(Items from a dataset)
· · ·

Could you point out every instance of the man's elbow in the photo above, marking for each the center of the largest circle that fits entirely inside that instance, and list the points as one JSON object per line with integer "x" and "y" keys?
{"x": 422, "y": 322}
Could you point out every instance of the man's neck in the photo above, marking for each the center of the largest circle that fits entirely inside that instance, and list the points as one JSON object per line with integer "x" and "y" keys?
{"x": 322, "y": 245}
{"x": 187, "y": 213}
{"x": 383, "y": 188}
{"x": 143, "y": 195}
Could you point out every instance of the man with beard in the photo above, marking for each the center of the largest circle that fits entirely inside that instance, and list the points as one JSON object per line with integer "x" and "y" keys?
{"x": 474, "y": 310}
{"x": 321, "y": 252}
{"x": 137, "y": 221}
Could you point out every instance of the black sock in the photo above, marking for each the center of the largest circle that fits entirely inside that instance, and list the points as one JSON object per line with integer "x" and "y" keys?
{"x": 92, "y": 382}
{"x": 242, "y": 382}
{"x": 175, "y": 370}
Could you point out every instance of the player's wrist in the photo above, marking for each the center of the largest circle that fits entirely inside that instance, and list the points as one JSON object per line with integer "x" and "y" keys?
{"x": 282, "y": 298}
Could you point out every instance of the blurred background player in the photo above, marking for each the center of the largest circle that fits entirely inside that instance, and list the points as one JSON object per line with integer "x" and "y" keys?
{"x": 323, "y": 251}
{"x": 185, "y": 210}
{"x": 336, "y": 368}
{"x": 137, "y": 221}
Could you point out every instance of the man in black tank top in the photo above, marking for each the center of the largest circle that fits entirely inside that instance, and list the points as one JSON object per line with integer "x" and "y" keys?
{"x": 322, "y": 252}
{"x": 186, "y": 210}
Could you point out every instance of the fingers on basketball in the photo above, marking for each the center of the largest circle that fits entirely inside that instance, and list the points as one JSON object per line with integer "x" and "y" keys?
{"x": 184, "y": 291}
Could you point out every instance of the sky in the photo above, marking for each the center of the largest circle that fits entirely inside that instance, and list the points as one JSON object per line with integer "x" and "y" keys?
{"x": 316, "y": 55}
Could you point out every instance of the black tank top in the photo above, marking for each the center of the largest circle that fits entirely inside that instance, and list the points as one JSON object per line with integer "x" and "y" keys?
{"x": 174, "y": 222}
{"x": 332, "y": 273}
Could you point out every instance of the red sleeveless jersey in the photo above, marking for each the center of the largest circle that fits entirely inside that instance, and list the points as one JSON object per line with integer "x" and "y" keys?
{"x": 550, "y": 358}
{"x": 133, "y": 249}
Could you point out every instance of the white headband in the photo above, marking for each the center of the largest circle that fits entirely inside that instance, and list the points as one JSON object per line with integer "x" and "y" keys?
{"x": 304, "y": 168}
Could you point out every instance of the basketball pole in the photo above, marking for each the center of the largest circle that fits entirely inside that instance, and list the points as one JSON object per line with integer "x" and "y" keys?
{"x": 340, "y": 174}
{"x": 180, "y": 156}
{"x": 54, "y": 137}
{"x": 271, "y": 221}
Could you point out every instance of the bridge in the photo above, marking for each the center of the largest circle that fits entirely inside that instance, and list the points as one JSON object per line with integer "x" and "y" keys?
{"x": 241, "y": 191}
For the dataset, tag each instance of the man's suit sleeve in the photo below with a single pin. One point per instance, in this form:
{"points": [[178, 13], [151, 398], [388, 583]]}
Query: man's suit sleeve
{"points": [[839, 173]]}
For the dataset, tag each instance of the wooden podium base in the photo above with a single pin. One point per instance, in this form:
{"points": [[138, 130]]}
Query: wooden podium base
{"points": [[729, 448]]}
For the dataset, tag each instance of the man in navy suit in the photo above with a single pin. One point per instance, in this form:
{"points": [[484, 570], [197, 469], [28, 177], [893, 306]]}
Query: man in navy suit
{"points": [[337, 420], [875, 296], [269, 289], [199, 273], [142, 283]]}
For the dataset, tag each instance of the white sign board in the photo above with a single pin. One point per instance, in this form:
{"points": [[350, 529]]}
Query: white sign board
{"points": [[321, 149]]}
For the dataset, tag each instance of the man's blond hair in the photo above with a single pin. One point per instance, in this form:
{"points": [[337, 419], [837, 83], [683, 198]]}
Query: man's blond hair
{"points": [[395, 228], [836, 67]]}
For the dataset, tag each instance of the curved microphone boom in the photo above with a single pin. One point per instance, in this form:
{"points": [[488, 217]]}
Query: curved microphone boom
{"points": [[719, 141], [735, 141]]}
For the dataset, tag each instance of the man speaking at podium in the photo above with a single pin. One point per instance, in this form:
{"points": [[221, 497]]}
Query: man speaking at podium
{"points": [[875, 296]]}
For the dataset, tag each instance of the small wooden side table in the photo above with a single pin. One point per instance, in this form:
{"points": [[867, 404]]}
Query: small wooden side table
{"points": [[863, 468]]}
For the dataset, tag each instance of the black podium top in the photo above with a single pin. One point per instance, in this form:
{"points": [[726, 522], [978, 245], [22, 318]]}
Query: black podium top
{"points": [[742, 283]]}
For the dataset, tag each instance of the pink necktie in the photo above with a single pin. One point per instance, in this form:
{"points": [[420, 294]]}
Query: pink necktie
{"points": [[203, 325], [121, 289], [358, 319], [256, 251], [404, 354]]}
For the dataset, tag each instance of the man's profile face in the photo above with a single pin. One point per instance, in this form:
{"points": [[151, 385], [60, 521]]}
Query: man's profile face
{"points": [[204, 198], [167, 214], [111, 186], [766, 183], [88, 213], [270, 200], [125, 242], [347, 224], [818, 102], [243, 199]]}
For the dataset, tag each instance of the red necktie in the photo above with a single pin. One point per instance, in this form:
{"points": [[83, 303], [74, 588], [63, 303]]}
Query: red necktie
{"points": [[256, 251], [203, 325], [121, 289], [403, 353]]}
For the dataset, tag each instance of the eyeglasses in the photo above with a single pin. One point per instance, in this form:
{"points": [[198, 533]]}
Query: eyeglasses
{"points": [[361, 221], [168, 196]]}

· · ·

Exercise requirements: Could you write out all the entries word for word?

Problem solution:
Could you point out every instance of the man's elbow in the photo above, marking for each the center of the largest circle that fits entirely inside that instance, and list the points as one JSON object per line with integer "x" and "y" keys?
{"x": 422, "y": 322}
Could you point out every instance of the man's neck in the photo above, marking for each the center of the largest circle that fits entirely inside that instance, and list the points as one JSON object per line with integer "x" and "y" keys?
{"x": 322, "y": 245}
{"x": 187, "y": 213}
{"x": 383, "y": 188}
{"x": 143, "y": 195}
Could you point out every instance of the man with beard in the photo above, marking for each the center of the largest circle that fits entirely inside that instance, and list the points as one JSON object per line with integer "x" and "y" keys?
{"x": 474, "y": 310}
{"x": 321, "y": 252}
{"x": 137, "y": 221}
Could you point out every instance of the black sock in the photo above, marking for each the center of the largest circle that fits entirely inside that instance, and list the points as one JSON object per line with integer "x" and "y" keys?
{"x": 92, "y": 382}
{"x": 242, "y": 382}
{"x": 175, "y": 370}
Could you point out every instance of the player's wrist in the photo above, marking for each the center of the largest circle that fits entirely inside that instance, and list the points as one JSON object per line with integer "x" and "y" keys?
{"x": 282, "y": 298}
Could you point out every instance of the blurred background player in the photo above, marking for each the center of the largest circle that fits entirely inside that instance, and list the points as one JSON object per line with integer "x" and "y" keys?
{"x": 323, "y": 251}
{"x": 185, "y": 210}
{"x": 336, "y": 368}
{"x": 137, "y": 221}
Could you point out every instance of the man in black tank top in the photo above, marking for each the center of the largest circle that fits entirely inside that instance, and list the points as one JSON object per line with integer "x" and "y" keys?
{"x": 322, "y": 252}
{"x": 186, "y": 210}
Could you point out every instance of the fingers on basketball in the photo above, marking for each the center of the largest circle that fits entirely inside that instance, and list the points as one JSON object per line with integer "x" and "y" keys?
{"x": 184, "y": 291}
Could you point out every instance of the sky in the photo above, marking for each the center of the largest circle that fits entirely inside that instance, and list the points as one JSON object per line with integer "x" and "y" keys?
{"x": 316, "y": 55}
Could you point out every instance of the black tank top in the photo above, marking for each the center of the largest circle that fits entirely inside that instance, and list the points as one JSON object per line with integer "x" and "y" keys?
{"x": 174, "y": 222}
{"x": 332, "y": 273}
Could you point out every instance of the red sleeveless jersey in the photo above, marking for each the center of the largest circle that fits entirely inside that instance, and list the points as one JSON object per line with integer "x" and "y" keys?
{"x": 550, "y": 358}
{"x": 133, "y": 249}
Could you point out every instance of the white headband in the photo above, marking for each the center of the largest circle that fits entirely inside that instance, and list the points as one JSON object per line with integer "x" and "y" keys?
{"x": 304, "y": 168}
Could you point out every instance of the basketball pole in the photo above, marking for each the center of the largest circle that fits entirely inside that instance, and list the points as one JSON object per line with integer "x" and "y" keys?
{"x": 340, "y": 174}
{"x": 180, "y": 156}
{"x": 54, "y": 137}
{"x": 271, "y": 221}
Could you point out every instance of the bridge in the photo above, marking for each the center of the largest circle that fits entirely inside that instance, and list the points as one JSON object per line with integer "x" and "y" keys?
{"x": 241, "y": 191}
For the dataset, tag each instance of the man's suit sleeve in the photo below with a single pin. One point per instance, in this form:
{"points": [[178, 13], [151, 398], [388, 583]]}
Query: man's suit sleeve
{"points": [[839, 173]]}
For the dataset, tag each instance of the wooden podium base in the photo above with a single pin. One point per instance, in this form:
{"points": [[138, 130]]}
Query: wooden podium base
{"points": [[729, 448]]}
For the dataset, tag each instance of the man in navy suit in the photo above with a single pin. One point per instance, in this form:
{"points": [[484, 570], [197, 469], [28, 177], [893, 306]]}
Query: man in navy suit
{"points": [[337, 420], [875, 296], [269, 289], [199, 273], [142, 283]]}
For the dataset, tag each instance of the white sign board in the photo above with a single pin. One point per instance, in this form:
{"points": [[350, 529]]}
Query: white sign board
{"points": [[321, 149]]}
For the dataset, tag each instance of the man's blond hair in the photo above with a single pin. One point per instance, in this form:
{"points": [[337, 419], [837, 83], [683, 198]]}
Query: man's blond hair
{"points": [[395, 228], [836, 67]]}
For the dataset, tag each instance of the curved microphone boom in the photo above with a single pin. One point per instance, in this form:
{"points": [[488, 217]]}
Query: curved microphone boom
{"points": [[719, 141], [735, 141]]}
For the dataset, tag each instance of the man speaking at podium in the photo above with a single pin. One point per instance, in this form:
{"points": [[221, 497]]}
Query: man speaking at podium
{"points": [[875, 296]]}
For the dataset, tag each instance of the small wooden side table in the photo above with a single pin. One point per instance, in this form:
{"points": [[867, 404]]}
Query: small wooden side table
{"points": [[863, 468]]}
For the dataset, tag each instance of the black podium top in the photo above with a single pin. One point per instance, in this form:
{"points": [[726, 522], [978, 245], [22, 318]]}
Query: black podium top
{"points": [[742, 283]]}
For the dataset, tag each instance of the pink necktie in the photo above with a single pin. One point per instance, in this form:
{"points": [[420, 294]]}
Query: pink necktie
{"points": [[203, 325], [121, 289], [358, 319], [256, 251], [404, 354]]}
For the dataset, tag each instance of the man's profile face in the photo above with a single pin. One point per instance, in this form:
{"points": [[151, 385], [60, 521]]}
Query: man's profile face
{"points": [[204, 198], [167, 214], [111, 186], [766, 183], [88, 213], [270, 200], [125, 242], [347, 224], [818, 102], [243, 199]]}
For the dataset, tag each instance of the red necktie in the photo above with a single pin. One point per instance, in this form:
{"points": [[83, 303], [74, 588], [63, 303]]}
Query: red necktie
{"points": [[256, 251], [203, 325], [121, 289], [403, 353]]}
For the dataset, tag each instance of the eyeglasses in the photo above with a single pin. One point per instance, in this form:
{"points": [[198, 533]]}
Query: eyeglasses
{"points": [[361, 221], [168, 196]]}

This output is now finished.